══ Passage ══

A warm winter followed by a cold spring has devastated Kentucky's winter wheat crop and could cost the state's grain farmers $45 million or more in lost revenues.

Unseasonably warm weather coaxed the grain out of its winter dormancy earlier than usual and left the tender new leaves vulnerable to last week's cold. Temperatures fell to as low as 18 degrees in the grain country of southwestern Kentucky last weekend, said Don Halcomb, a wheat farmer and chairman of the promotion council for the Kentucky Small Grain Growers Association. That doomed about half the state's crop.

Halcomb estimated the damage will cost the average grower $75,000, and dashed hopes that an early wheat crop combined with higher corn and soybean prices would yield banner profits for grain farmers this year.

Farmers usually plant soybeans in the same fields after the wheat crop is harvested.

"I don't think people will actually go out of business, but everybody was thinking agriculture was getting better this year -- it takes a lot of the fun out of it," Halcomb said. "We're going to need the higher prices on soybeans and corn. It'll take three or four years to work yourself out of the hole."

Most of the state's wheat is grown west of Interstate 65 in the southern tier of counties along the Tennessee border. It ranks third among Kentucky's grain crops behind corn and soybeans, said Jim Herbek, grain crop specialist with the University of Kentucky extension service in Princeton.

═══
══ Supplied data ══

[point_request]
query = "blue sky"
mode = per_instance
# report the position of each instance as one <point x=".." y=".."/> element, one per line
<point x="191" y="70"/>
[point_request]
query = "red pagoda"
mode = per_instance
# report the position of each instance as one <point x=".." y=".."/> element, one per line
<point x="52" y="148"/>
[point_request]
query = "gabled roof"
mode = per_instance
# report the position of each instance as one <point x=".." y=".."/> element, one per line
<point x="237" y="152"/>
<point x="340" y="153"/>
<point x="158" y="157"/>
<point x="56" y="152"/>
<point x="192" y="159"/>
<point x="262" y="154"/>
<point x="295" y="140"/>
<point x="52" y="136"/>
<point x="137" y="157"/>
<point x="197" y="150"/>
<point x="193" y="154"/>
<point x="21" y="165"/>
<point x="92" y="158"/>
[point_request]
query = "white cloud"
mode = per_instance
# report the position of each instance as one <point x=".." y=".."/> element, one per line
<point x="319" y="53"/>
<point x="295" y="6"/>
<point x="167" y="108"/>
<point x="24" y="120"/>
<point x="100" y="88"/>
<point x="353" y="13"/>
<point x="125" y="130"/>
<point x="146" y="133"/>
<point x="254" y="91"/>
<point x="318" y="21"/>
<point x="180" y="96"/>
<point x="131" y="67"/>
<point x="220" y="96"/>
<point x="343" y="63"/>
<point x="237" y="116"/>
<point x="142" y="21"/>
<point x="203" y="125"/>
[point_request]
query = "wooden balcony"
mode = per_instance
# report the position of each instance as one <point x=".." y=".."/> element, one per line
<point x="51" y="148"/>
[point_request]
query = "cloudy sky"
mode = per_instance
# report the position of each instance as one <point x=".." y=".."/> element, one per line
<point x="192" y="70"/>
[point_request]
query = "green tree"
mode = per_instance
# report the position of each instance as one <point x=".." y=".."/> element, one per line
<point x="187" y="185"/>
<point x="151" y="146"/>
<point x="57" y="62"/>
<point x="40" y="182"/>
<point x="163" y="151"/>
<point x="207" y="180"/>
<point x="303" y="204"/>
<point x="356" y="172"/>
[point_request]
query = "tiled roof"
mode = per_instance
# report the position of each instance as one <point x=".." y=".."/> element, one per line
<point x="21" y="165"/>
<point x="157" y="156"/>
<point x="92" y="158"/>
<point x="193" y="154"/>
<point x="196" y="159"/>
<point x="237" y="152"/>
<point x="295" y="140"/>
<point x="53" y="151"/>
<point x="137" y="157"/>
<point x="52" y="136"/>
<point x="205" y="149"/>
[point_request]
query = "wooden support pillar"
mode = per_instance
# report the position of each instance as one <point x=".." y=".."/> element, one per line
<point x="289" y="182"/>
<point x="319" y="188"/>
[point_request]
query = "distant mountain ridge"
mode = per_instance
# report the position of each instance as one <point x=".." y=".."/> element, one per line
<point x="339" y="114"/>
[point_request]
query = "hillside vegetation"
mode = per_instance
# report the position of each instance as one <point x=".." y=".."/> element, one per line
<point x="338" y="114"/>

═══

### Written tasks
a) In the Kentucky wheat article, how low did temperatures fall in the grain country of southwestern Kentucky?
b) According to the Kentucky wheat article, why was the wheat so vulnerable to last week's cold?
c) Carry on the Kentucky wheat article from the point where it stops.

### Response list
a) As low as 18 degrees.

b) Unseasonably warm weather drew the grain out of its winter dormancy earlier than usual. That left its tender new leaves exposed when the cold arrived.

c)
Kentucky farmers had about 300,000 acres planted in wheat this year, Herbek said, compared with 1.3 million acres each of soybeans and corn. Total value of the wheat crop would have been about $90 million. The corn crop this year could be worth as much as $780 million, he said, and soybeans $390 million more.

Herbek said it's been too cool to assess the full extent of the damage to the wheat crop, but the depth and duration of the cold and early signs of blanching and collapsing wheat stems bear out the grain growers' estimate of the worst damage to Kentucky's wheat crop in 20 years.

Crop insurance will mitigate the loss for some farmers and an early planting of soybeans in ruined wheat fields will improve the soybean yields, recouping some of the loss, Halcomb said, but growers hope federal disaster aid -- low-interest loans -- will be approved to help them recover.